- [Directions for this task] Nothing outside the range below should be printed. Output exactly the lines from the line with "Return one point per instance of the the" to the line with "pixel 14 416", both included.

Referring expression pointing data

....

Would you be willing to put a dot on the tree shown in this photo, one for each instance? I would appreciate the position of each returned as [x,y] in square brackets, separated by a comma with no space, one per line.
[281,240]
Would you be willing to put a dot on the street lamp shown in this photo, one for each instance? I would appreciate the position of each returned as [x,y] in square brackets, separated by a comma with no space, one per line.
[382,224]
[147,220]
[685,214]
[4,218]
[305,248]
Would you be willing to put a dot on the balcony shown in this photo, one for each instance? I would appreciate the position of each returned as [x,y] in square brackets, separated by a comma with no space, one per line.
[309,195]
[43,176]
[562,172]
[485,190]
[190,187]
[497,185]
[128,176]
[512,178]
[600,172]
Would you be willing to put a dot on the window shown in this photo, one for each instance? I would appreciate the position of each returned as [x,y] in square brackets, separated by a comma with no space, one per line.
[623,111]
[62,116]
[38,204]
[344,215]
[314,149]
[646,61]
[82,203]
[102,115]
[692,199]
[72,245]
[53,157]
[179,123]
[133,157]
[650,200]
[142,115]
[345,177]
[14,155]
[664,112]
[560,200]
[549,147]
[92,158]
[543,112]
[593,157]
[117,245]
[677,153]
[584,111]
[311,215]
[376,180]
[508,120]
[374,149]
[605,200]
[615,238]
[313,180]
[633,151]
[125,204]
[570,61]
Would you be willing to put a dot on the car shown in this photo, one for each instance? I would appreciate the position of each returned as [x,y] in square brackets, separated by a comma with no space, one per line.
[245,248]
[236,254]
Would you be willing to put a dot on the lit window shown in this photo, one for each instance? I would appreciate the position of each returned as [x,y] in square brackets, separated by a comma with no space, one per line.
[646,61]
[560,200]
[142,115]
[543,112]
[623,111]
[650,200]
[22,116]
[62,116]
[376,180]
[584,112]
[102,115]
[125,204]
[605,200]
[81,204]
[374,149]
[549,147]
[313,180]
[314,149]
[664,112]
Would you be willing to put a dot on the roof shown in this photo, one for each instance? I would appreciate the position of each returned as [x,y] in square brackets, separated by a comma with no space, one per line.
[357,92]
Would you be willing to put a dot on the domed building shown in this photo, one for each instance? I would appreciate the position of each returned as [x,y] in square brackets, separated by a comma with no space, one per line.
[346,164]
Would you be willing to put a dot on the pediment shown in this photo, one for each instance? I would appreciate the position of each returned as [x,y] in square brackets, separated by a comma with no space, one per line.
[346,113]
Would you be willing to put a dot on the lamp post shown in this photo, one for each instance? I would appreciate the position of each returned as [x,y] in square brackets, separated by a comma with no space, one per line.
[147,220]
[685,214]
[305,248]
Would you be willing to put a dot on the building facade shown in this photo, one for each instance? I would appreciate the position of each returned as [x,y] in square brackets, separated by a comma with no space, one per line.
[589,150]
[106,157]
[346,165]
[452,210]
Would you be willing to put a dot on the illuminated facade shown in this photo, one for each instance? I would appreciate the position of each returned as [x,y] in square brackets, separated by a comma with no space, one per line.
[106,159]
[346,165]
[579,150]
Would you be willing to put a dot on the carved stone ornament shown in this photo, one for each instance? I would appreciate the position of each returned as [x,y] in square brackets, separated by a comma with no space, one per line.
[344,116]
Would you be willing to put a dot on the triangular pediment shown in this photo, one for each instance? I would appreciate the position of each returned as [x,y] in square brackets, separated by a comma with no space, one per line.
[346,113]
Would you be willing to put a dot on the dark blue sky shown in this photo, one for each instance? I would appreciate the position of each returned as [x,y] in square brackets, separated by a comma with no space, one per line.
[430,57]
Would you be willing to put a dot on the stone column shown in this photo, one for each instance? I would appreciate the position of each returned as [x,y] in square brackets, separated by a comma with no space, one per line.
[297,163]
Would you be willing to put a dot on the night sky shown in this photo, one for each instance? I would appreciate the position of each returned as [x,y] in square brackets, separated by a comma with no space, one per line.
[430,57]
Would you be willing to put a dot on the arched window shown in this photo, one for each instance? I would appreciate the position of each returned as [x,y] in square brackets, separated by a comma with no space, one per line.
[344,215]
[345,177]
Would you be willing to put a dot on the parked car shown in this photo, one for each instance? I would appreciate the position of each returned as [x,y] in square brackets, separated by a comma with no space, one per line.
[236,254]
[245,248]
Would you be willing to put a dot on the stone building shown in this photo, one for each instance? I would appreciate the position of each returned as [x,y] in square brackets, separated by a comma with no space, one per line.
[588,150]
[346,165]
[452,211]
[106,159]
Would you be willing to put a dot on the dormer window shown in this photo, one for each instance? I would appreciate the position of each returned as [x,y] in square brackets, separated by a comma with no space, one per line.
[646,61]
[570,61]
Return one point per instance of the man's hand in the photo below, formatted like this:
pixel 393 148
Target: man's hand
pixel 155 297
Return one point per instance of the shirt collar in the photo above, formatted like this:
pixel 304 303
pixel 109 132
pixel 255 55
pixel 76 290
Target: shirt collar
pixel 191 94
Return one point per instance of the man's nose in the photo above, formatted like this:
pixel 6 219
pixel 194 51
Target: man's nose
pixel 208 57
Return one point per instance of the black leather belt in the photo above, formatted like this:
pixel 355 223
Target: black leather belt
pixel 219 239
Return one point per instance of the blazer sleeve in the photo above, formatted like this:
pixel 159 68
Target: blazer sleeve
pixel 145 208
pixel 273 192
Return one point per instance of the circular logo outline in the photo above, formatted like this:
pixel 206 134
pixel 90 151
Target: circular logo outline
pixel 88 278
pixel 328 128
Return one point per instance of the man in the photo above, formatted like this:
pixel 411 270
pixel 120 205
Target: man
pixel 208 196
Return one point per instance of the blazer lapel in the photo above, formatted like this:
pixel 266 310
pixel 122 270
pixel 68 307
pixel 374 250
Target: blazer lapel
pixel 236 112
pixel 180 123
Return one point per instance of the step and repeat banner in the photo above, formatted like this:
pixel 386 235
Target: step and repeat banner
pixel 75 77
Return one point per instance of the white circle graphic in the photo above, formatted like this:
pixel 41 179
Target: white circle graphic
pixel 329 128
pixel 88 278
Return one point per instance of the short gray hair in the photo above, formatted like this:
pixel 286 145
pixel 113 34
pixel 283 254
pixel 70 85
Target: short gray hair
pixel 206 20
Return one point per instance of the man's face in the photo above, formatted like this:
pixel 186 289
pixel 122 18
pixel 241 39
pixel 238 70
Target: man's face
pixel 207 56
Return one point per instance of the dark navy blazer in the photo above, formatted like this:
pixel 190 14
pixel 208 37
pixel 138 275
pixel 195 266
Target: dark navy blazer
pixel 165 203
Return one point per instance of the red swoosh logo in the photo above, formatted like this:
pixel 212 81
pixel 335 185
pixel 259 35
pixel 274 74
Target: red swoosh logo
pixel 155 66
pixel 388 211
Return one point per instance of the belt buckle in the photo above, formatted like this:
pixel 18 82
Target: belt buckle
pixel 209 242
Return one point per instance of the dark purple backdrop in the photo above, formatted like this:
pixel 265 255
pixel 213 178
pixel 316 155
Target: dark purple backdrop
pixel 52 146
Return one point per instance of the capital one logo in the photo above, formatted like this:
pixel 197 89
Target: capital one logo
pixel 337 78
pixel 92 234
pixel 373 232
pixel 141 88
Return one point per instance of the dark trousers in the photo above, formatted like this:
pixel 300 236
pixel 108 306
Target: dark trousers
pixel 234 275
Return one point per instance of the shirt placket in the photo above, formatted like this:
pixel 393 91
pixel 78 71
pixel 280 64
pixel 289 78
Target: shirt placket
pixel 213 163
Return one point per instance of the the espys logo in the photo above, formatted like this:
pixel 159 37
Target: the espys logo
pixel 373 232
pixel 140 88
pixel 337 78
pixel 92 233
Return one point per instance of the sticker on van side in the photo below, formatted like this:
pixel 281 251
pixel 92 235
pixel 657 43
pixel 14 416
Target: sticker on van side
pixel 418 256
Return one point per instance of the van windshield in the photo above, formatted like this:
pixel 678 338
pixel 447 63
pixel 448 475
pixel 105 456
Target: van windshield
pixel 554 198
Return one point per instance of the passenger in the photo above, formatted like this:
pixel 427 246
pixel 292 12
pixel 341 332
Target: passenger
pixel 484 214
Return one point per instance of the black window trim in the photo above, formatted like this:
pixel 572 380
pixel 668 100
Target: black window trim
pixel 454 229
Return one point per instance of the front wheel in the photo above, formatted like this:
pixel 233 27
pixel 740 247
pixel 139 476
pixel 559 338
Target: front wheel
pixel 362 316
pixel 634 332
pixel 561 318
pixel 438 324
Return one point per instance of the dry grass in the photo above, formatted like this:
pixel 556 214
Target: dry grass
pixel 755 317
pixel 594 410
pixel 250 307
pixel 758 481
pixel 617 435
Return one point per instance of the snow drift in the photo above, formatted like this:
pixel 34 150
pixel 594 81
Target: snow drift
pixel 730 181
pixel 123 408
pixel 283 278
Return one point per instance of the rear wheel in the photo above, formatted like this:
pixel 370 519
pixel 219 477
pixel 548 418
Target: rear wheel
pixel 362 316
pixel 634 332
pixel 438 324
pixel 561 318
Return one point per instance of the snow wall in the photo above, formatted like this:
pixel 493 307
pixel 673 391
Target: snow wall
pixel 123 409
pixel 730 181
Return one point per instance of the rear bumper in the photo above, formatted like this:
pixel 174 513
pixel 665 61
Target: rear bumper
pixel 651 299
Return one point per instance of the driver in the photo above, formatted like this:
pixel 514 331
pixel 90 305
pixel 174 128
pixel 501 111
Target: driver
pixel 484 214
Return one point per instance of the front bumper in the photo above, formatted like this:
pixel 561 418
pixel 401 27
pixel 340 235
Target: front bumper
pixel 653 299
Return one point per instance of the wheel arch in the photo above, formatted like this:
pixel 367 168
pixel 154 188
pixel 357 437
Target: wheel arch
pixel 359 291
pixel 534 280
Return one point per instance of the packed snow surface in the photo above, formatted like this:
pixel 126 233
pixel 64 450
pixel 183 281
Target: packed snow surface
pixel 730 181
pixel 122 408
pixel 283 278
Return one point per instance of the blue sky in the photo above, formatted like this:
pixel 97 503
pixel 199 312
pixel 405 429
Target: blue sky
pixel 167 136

....

- [Response]
Return one point per instance of the the espys logo in the photo above, formatted like this:
pixel 159 37
Target: the espys logo
pixel 373 232
pixel 140 88
pixel 337 78
pixel 92 233
Return one point per instance of the sticker on van side in the photo below, formatted like this:
pixel 281 251
pixel 92 235
pixel 657 43
pixel 14 416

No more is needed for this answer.